##### Dataset content #####
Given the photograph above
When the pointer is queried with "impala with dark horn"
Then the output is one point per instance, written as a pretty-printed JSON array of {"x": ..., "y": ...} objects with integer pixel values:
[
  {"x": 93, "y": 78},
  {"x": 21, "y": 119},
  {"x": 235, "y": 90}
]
#####
> [Problem statement]: What should come out is the exact run of lines from the one holding "When the pointer" through the end of the records above, and nothing besides.

> [Answer to this problem]:
When the pointer is queried with "impala with dark horn"
Then the output is one point per instance, written as a pretty-printed JSON array of {"x": ..., "y": ...} objects with integer pixel values:
[
  {"x": 93, "y": 78},
  {"x": 21, "y": 119},
  {"x": 235, "y": 90}
]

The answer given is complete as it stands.